OBJETIVO PLANTEADO 1: En el relato sobre la iniciación en la cocina, ¿por qué la lumbre de la cocina nunca se apagaba? Responde en una o dos oraciones.
OBJETIVO PLANTEADO 2: Prolonga el relato sobre la iniciación en la cocina a partir de su última oración.

+++ TEXTO CITADO

3.- Iniciación.
Mi
encuentro cercano con la cocina se inició cuando me fue delegada la
responsabilidad de preparar la vianda que mi papá se llevaba a su
trabajo. Para ese momento ya nos habíamos mudado a la zona petrolera
dejando atrás la casa de la cocina incendiada. Me hicieron cargo de
una cocina de alto riesgo, que emanaba una llama alta y abrasadora,
con encendido a gas que llegaba directo por tuberías, colocada en un
cimiento muy alto, al menos para mí que tenía que colocar dos
ladrillos en el piso para alcanzarla; una lumbre gigante que nunca
se apagaba, no tanto para ahorrar gas como para ahorrar fósforos.
Tendría unos 14 años cuando mi madre entró en su última
cuarentena y mi padre tenía que ir de madrugada a las gabarras de
perforación, entonces fui designada cocinera suplente.
Aunque
ya habían desaparecido las piedras, la cocina que encontramos
instalada en la nueva casa del campo petrolero era igualmente de alta
peligrosidad. Cuando mi padre tenía guardia diurna salía a las 5 de
la mañana, de manera que antes las 4 ya mi madre llegaba a darme un
empujoncito por el hombro para despertarme. Entraba a la cocina
tambaleándome y encandilada por la intimidante y abrasadora luz
anaranjada que convertía la cocina en un salón rave, dejando un
aire tan pesado que era capaz a de tocarlo.

++++++
+++ ÍTEMS LISTADOS

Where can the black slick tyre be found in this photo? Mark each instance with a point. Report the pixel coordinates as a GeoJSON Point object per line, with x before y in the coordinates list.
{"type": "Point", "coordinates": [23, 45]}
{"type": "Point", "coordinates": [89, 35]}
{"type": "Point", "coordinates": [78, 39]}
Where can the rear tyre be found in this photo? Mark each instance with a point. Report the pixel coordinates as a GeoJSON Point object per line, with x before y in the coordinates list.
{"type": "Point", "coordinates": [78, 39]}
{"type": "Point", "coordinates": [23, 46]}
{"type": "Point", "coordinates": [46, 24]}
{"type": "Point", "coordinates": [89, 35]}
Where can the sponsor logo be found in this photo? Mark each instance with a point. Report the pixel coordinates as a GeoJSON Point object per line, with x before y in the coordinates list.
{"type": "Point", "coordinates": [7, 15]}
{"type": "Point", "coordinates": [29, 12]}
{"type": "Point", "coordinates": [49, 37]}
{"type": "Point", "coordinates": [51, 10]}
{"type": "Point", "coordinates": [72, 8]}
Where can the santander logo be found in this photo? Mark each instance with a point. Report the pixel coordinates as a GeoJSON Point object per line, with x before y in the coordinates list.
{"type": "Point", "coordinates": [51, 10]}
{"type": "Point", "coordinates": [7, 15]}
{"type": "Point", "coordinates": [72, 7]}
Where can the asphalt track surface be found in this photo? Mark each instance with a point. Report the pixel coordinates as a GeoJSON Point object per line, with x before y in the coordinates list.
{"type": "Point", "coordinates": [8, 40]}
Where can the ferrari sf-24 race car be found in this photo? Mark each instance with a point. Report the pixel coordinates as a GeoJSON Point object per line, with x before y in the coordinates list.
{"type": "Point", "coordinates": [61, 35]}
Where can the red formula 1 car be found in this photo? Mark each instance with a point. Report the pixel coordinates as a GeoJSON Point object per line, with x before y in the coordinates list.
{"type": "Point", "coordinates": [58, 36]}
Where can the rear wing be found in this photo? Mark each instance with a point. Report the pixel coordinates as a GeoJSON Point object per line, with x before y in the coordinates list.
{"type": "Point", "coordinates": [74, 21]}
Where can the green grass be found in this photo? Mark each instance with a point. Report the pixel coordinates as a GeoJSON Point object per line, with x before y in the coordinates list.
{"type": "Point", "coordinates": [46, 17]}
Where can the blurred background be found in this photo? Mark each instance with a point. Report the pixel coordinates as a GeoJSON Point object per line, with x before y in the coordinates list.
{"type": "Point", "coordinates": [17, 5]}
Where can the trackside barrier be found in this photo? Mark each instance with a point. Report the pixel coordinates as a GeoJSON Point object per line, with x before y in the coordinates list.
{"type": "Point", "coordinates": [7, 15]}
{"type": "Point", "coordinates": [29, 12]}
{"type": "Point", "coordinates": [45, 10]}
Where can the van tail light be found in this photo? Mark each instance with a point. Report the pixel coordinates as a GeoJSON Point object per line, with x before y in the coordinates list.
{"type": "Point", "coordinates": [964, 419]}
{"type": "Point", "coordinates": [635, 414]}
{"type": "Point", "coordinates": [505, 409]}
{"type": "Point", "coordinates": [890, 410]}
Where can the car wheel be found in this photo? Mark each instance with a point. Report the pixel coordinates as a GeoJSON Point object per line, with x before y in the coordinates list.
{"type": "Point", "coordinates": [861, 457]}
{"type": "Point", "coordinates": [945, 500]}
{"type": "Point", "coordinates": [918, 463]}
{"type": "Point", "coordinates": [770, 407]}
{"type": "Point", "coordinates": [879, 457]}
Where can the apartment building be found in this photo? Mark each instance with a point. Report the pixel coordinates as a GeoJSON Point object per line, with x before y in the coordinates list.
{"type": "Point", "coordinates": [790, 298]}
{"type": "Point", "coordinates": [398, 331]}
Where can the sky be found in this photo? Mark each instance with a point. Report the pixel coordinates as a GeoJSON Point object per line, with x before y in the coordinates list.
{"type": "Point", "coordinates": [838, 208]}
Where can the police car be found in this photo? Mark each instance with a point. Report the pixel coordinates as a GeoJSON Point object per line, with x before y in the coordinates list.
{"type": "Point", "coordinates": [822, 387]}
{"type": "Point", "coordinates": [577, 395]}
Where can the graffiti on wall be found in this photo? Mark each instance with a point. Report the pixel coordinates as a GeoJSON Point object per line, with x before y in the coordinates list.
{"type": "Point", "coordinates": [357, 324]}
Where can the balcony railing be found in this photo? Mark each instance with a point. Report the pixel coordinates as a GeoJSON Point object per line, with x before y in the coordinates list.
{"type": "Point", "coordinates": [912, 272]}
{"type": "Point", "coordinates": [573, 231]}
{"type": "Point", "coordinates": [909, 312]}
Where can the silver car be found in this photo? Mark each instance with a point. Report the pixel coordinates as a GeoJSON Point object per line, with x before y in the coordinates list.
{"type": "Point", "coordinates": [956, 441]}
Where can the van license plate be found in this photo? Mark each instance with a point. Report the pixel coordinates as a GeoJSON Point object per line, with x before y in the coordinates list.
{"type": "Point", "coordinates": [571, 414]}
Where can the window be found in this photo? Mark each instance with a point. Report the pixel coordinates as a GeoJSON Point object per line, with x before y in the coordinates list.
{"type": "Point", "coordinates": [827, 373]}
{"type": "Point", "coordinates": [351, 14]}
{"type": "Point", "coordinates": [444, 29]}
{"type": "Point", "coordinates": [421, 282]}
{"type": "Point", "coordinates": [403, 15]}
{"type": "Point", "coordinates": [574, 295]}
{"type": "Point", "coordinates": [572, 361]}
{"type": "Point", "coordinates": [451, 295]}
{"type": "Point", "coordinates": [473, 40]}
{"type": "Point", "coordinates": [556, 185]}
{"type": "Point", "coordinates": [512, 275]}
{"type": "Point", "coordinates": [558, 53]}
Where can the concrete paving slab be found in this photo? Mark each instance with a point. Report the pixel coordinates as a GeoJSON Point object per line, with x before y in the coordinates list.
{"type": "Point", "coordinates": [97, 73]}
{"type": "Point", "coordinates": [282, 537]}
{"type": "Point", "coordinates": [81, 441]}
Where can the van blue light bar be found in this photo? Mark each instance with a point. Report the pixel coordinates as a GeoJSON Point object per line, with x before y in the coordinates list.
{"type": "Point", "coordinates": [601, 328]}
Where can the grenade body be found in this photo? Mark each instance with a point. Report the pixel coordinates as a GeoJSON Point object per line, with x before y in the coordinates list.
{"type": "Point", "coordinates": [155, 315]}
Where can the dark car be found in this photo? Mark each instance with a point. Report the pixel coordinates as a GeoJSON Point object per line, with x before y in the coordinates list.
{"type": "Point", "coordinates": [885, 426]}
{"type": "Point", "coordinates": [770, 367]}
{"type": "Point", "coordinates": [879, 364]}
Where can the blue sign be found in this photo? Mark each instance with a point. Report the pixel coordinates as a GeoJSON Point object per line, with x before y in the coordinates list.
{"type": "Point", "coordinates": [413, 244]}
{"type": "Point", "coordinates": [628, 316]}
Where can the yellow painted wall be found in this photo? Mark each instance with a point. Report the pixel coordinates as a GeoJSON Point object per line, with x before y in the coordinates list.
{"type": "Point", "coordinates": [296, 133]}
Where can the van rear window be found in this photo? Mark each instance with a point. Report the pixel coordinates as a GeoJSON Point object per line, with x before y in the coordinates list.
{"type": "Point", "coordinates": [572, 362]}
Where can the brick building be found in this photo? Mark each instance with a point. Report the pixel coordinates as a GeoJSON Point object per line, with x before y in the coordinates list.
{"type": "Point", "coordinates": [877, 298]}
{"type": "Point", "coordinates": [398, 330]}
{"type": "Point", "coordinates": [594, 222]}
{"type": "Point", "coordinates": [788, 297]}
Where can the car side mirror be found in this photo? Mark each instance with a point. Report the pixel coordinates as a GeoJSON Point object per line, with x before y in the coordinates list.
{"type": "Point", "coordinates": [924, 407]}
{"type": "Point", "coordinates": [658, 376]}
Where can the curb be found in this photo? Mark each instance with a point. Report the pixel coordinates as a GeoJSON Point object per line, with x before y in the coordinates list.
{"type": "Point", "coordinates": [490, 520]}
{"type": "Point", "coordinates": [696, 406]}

++++++

RESPUESTA 1: La lumbre se mantenía siempre encendida no tanto para ahorrar gas como para ahorrar fósforos.

RESPUESTA 2:
El
menú de mi madre siguió haciéndose por algún tiempo, mientras se
amoldaba a las opciones que el nuevo lugar ofrecía. Por supuesto, se
llevó una de sus piedras favoritas, una en forma de pera que se
amoldaba bastante bien a mi mano con su correspondiente aparejo, en
este caso una piedra plana, más alargada y lisa, allí aprendí a
moler juntos la sal y el comino y el culantro, invento que asombró a
mi madre porque ella no lo hacía así, pero me dejó hacerlo.
Lo
primero que debía preparar según instrucciones de mi madre era el
achote. Allí comencé a habituarme al calor, me volví tan
resistente que en el presente agarro los mangos de las cacerolas sin
protección, prácticamente los guantes cuelgan como adornos. Bueno,
el asunto era derretir la manteca de cerdo en una jarra de peltre, y
tenía que hacerlo manteniendo suspendida la jarra apenas agarrada
por un pedazo de tela doblado porque la hornilla era más grande que
el diámetro de la jarra de peltre.
Una
vez preparado el achote se llevaba al caldero para sofreír los
aliños de la carne mechada, así lo hacia mi madre pero dado que la
primera vez que lo hice quemé el ajo, en la siguiente ocasión
invertí el orden y condimentaba al final y por eso los molía
juntos, el ajo, el comino, culantro y la sal. Con esa carne le
rellenaba dos arepas, pero lo que más le gustaba a mi padre era que
le pusiera en la vianda tajadas con queso rallado entre las capas del
plátano. Y así poco a poco lo iba sorprendiendo con preparaciones
diferentes que se me ocurrían mientras cocinaba, como la vez que
tuve rallar el plátano verde ya cocido y hacer unas torticas fritas
porque mi madre me advirtió que no debí cocerlo para llevárselo al
trabajo porque se endurece al enfriar.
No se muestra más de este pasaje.